[Given passage]
§

In July 1947, Phizo led an eleven-member delegation to New Delhi to meet Mahatma Gandhi at his Bhangi Colony residence. The meeting has assumed an almost mythic character in Naga nationalist memory. In Naga accounts, Gandhi assured the delegation that the Nagas had every right to independence if they chose not to join the Union of India, and that no one would force them to do so. When the delegates raised the fear that Assam Governor Sir Akbar Hydari was threatening to use military force against the Nagas, Gandhi reportedly exclaimed that Hydari was wrong and declared that he would come to the Naga Hills himself and be the first to be shot before any Naga was harmed. Gandhi went as far as to say "Why wait until 14th August? Why not even declare your independence tomorrow?" The NNC secretary T. Sakhrie had expressed similar fears in a letter to Gandhi prior to the meeting, writing that the Indian government might use military force to occupy the Naga territory. Gandhi was assassinated in January 1948, before he could act on any such undertaking.

On 19 July 1947, the deputy commissioner C. R. Pawsey sent a telegram via Governor Hydari dismissing the Naga delegation as representing an "unimportant minority" and advising that they be ignored, though the telegram may have arrived too late to prevent the meeting with Gandhi. A month before the Gandhi meeting, on 26 June 1947, the NNC and Sir Akbar Hydari, then Governor of Assam, had signed the Nine-Point Agreement, also known as the Hydari Accord. The agreement recognised the right of the Nagas to develop themselves according to their freely expressed wishes and created a framework under which a Guardian Power, represented by the Assam Governor, would oversee Naga affairs for ten years, after which the Nagas could choose to extend the arrangement or negotiate a new one. Naga nationalists interpreted the ten-year clause as a firm promise that India would respect Naga independence at the end of that period. The Indian government interpreted it as providing no such guarantee, and Prime Minister Jawaharlal Nehru, who had not been prime minister when the accord was signed, declined to treat it as binding. By 1951 the Indian government formally repudiated the agreement, informing the Nagas that it would no longer be considered operative in any form.

On 14 August 1947, the day before India's own independence, Phizo formally declared the independence of the Naga people at Kohima, hoisted the Naga national flag, and sent telegrams to the United Nations in New York, to the British government, and to the new Indian government in New Delhi. The telegram to New Delhi was intercepted by the district administration and never delivered. Scholar Shibani Kinkar Chaube has observed that there is no conclusive evidence that the NNC as an organisation had formally resolved to make this declaration, and that it was primarily Phizo's personal initiative.

§

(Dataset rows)
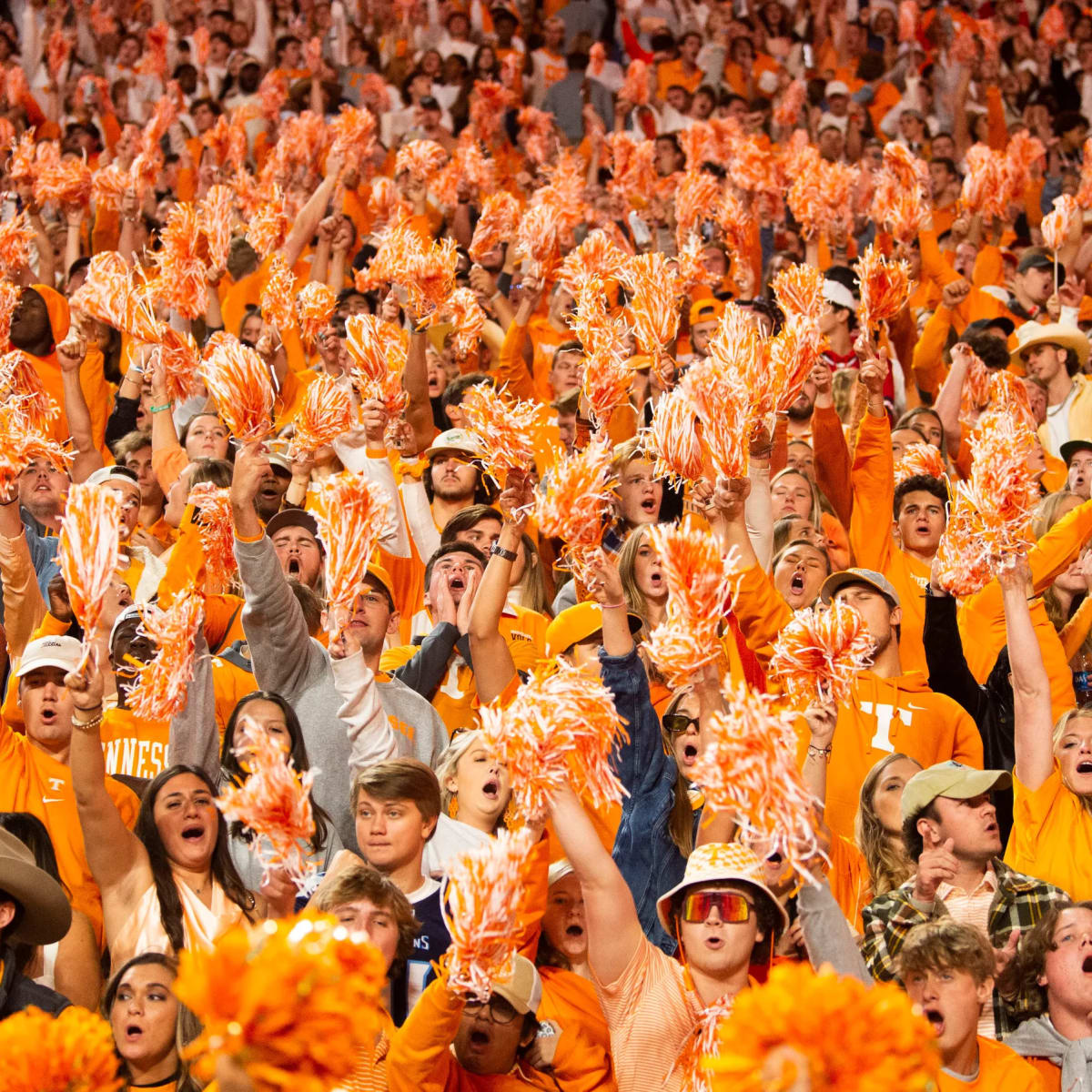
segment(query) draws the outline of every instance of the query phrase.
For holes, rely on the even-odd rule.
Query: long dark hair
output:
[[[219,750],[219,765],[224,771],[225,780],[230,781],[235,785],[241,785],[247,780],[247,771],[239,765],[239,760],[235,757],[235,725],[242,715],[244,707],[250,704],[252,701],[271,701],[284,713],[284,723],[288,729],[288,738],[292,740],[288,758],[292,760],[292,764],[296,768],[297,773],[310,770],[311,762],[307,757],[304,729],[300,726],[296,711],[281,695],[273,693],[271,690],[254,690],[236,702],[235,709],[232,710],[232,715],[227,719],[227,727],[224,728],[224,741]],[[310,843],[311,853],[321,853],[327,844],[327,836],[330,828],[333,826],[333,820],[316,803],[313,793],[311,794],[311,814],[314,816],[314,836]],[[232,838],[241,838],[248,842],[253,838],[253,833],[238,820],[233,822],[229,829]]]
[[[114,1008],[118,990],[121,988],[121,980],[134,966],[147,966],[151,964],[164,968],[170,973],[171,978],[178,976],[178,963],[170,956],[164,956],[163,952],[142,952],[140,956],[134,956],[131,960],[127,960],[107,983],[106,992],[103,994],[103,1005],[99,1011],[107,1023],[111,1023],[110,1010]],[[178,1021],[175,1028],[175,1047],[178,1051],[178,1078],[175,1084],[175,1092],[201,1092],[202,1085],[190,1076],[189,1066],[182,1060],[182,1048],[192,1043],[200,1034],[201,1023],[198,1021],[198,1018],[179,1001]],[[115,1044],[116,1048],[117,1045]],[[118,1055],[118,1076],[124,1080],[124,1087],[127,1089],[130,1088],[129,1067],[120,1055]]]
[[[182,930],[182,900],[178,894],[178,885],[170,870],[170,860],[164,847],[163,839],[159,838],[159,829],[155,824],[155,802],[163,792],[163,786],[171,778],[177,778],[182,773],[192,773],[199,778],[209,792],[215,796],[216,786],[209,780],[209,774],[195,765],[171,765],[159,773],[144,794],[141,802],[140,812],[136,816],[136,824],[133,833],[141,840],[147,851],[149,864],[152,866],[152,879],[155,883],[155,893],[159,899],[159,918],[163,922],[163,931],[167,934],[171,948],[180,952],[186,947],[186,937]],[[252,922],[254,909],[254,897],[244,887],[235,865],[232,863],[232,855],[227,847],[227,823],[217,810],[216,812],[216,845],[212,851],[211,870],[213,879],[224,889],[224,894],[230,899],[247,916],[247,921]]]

§

[Aim of the task]
Output the passage on the Naga independence movement word for word, from "On 14 August" to "Phizo's personal initiative.", inclusive.

[Exercise output]
On 14 August 1947, the day before India's own independence, Phizo formally declared the independence of the Naga people at Kohima, hoisted the Naga national flag, and sent telegrams to the United Nations in New York, to the British government, and to the new Indian government in New Delhi. The telegram to New Delhi was intercepted by the district administration and never delivered. Scholar Shibani Kinkar Chaube has observed that there is no conclusive evidence that the NNC as an organisation had formally resolved to make this declaration, and that it was primarily Phizo's personal initiative.